DOCUMENT EXCERPT:
- - - - -

In brief:

  • Ledger makes a comparison between Netflix hit, Money Heist, and Bitcoin.
  • It argues that decentralized systems can be more secure.
  • It's not the first show that references Bitcoin too.

Season 4 of Netflix's hit series, Money Heist—or "La Casa de Papel" in Spanish—is set to hit screens today. And according to hardware wallet manufacturer, Ledger, it's the perfect parallel for Bitcoin and decentralization. 

Money Heist features a band of anonymous robbers who target centralized finance institutions to destabilize the financial system. But Ledger claims the systems would be much more resilient if they were more decentralized.

"Security is one of the elements where centralized financial institutions can struggle," reads the blog post. "This emerges from the simple fact that they're a central storage space for a lot of people's money, meaning there's an enormous potential loot for thieves. This makes it an enticing target, and thieves know exactly where to go to steal this."

Decentralized platforms—and by proxy, decentralized money—hold significant benefits over their centralized counterparts, Ledger claims. Primarily, within decentralized systems, individuals control their money and it’s not kept in one place by a single entity.

"Rather than storing everything in one place, decentralized systems disperse everything into a lot of different places," explains the Ledger blog. "For finance, this can currently only be seen in cryptocurrencies. There's not a single central authority in charge in case of a decentralized financial system."

- - - - -

ACTION ITEM:
Copy the stretch of the Money Heist article from "Money Heist features" through "a single entity.", renaming "thieves" to "burglars" wherever it appears. The listing comes from a separate source, unrelated to the Money Heist article.

(Data items)
- - - - -

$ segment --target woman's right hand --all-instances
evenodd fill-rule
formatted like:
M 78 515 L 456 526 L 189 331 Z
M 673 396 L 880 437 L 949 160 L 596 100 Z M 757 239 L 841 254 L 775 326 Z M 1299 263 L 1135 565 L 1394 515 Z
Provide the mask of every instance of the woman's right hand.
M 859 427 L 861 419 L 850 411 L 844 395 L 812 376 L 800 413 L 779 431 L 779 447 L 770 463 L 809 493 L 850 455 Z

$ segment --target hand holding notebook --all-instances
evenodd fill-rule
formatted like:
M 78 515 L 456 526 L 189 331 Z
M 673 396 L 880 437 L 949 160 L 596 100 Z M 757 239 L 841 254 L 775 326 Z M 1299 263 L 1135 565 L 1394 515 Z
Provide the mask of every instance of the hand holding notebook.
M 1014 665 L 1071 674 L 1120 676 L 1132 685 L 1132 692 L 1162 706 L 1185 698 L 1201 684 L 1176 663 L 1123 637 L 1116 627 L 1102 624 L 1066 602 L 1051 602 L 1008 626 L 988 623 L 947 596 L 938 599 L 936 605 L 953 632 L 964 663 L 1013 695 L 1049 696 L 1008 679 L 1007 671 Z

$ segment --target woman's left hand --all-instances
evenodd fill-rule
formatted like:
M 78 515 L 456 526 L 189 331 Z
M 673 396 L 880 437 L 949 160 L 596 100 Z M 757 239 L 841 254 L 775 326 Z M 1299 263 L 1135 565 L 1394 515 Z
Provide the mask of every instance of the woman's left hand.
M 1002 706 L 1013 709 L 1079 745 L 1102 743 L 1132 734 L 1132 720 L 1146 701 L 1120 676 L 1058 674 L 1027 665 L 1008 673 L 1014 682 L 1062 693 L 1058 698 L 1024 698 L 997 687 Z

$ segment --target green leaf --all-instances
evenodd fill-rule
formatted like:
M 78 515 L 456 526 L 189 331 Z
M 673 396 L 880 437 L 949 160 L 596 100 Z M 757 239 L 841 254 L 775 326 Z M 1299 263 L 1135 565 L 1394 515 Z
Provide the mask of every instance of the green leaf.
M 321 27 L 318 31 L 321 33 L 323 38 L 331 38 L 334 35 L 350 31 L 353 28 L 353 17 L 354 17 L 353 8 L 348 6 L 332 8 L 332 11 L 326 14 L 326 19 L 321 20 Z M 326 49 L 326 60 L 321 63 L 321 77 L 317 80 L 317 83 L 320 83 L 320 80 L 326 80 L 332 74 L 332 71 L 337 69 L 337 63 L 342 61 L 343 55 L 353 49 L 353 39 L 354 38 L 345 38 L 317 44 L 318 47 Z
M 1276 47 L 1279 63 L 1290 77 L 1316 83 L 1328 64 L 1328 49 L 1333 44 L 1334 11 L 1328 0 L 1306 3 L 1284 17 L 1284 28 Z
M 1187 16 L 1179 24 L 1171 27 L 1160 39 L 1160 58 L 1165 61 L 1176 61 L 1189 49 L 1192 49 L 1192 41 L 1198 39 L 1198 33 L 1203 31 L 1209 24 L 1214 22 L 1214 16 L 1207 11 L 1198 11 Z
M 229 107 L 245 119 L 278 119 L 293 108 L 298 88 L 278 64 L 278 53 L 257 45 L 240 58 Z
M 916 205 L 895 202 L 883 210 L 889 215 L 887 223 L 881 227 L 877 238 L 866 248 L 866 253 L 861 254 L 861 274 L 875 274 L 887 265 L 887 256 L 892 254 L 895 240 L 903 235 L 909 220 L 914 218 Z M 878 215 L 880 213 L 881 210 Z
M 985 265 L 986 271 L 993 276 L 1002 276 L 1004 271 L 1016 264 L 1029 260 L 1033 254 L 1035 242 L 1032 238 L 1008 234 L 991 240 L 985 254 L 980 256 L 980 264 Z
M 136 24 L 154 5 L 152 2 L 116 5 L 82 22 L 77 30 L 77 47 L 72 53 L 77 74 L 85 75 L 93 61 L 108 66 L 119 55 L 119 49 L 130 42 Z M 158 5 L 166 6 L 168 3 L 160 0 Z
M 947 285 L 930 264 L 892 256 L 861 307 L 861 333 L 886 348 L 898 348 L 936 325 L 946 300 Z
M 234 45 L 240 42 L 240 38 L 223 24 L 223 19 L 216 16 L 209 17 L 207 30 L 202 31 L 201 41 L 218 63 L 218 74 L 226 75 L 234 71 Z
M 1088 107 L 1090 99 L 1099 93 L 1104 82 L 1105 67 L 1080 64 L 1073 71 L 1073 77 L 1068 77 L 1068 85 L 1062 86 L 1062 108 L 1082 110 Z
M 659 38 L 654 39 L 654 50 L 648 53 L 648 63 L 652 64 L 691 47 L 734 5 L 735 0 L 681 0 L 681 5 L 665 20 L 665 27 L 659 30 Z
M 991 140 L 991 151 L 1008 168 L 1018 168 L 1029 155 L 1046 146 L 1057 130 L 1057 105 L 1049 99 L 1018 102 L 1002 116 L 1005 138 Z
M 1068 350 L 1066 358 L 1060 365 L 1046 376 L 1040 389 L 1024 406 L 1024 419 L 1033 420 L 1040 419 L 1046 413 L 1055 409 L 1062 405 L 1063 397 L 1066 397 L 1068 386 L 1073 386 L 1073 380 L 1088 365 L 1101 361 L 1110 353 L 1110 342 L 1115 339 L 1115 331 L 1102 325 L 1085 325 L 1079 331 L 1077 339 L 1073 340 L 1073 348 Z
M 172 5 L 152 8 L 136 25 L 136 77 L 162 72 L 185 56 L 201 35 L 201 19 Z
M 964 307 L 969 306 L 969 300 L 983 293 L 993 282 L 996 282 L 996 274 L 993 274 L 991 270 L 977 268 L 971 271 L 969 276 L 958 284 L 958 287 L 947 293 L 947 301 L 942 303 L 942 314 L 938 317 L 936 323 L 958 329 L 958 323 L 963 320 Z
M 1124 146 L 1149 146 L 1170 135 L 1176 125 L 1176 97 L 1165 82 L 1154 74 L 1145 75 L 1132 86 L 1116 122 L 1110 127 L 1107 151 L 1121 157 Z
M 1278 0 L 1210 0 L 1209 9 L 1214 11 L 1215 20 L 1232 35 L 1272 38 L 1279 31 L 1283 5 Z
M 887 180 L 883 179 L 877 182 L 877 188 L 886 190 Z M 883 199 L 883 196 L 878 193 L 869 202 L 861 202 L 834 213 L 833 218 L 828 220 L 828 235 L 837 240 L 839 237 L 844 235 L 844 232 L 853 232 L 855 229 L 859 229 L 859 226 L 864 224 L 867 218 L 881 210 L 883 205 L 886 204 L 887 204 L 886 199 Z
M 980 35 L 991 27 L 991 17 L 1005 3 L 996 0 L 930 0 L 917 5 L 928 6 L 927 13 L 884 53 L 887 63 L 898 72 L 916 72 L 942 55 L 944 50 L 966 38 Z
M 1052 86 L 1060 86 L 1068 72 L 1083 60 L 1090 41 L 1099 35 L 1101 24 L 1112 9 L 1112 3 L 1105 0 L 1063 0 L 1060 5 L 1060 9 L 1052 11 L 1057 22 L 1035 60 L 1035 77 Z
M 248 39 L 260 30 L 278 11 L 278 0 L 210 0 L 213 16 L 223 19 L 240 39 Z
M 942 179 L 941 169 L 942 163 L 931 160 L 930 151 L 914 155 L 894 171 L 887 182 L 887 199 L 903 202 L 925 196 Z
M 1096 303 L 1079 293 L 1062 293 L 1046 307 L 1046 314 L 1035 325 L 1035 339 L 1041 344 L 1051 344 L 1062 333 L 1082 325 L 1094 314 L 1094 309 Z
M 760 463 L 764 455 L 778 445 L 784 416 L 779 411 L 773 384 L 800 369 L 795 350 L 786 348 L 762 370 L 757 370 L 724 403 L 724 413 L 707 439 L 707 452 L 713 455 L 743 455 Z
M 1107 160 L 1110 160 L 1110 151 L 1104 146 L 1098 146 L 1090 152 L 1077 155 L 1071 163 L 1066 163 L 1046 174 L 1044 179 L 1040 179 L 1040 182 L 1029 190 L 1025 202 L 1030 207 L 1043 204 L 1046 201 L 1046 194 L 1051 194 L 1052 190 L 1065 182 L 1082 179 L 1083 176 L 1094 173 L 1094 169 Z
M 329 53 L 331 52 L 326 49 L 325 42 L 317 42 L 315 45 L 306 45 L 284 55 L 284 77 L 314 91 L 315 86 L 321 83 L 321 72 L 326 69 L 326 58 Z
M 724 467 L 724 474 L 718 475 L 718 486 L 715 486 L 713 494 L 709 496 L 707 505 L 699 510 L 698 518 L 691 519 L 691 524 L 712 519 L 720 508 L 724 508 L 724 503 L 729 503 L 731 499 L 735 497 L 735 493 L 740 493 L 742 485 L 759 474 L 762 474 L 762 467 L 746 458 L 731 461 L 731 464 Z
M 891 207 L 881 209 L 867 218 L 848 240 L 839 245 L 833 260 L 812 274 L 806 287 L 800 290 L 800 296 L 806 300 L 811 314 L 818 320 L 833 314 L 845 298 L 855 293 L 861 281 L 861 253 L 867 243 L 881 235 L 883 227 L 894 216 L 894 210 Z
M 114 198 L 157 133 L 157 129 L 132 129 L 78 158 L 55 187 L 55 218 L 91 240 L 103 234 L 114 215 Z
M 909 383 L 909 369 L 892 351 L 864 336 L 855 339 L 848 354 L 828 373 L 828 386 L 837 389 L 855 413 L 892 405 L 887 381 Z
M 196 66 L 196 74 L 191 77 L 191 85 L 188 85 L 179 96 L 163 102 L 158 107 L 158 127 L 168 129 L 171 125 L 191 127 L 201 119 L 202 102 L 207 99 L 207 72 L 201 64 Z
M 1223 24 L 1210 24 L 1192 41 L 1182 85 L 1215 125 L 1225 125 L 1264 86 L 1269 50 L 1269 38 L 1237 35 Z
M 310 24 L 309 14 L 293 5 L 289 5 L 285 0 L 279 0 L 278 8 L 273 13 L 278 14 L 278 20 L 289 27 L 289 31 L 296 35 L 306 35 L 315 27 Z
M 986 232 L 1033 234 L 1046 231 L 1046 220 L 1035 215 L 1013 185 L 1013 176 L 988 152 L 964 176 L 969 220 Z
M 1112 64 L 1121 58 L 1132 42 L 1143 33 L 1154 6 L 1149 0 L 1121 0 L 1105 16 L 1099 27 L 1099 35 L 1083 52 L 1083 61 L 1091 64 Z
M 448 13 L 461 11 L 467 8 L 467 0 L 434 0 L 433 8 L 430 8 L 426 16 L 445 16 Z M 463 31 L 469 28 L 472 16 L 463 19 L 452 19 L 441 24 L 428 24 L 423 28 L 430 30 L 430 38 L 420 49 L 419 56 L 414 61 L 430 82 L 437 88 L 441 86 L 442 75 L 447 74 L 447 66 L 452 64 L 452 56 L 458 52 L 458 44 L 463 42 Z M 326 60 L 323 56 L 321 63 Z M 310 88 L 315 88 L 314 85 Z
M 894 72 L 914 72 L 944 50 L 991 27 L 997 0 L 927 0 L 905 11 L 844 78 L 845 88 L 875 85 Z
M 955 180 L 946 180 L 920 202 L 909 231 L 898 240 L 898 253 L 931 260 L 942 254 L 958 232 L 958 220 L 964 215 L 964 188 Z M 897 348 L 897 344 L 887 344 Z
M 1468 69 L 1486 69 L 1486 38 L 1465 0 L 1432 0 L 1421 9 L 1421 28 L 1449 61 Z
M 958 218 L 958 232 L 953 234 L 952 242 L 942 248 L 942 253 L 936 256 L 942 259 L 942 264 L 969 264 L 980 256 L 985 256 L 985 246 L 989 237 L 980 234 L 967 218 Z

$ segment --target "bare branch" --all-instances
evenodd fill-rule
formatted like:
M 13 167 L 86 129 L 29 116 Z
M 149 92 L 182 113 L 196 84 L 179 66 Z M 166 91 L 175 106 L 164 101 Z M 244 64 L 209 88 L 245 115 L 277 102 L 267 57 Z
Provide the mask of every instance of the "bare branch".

- - - - -

RESULT OF THE TASK:
Money Heist features a band of anonymous robbers who target centralized finance institutions to destabilize the financial system. But Ledger claims the systems would be much more resilient if they were more decentralized.

"Security is one of the elements where centralized financial institutions can struggle," reads the blog post. "This emerges from the simple fact that they're a central storage space for a lot of people's money, meaning there's an enormous potential loot for burglars. This makes it an enticing target, and burglars know exactly where to go to steal this."

Decentralized platforms—and by proxy, decentralized money—hold significant benefits over their centralized counterparts, Ledger claims. Primarily, within decentralized systems, individuals control their money and it’s not kept in one place by a single entity.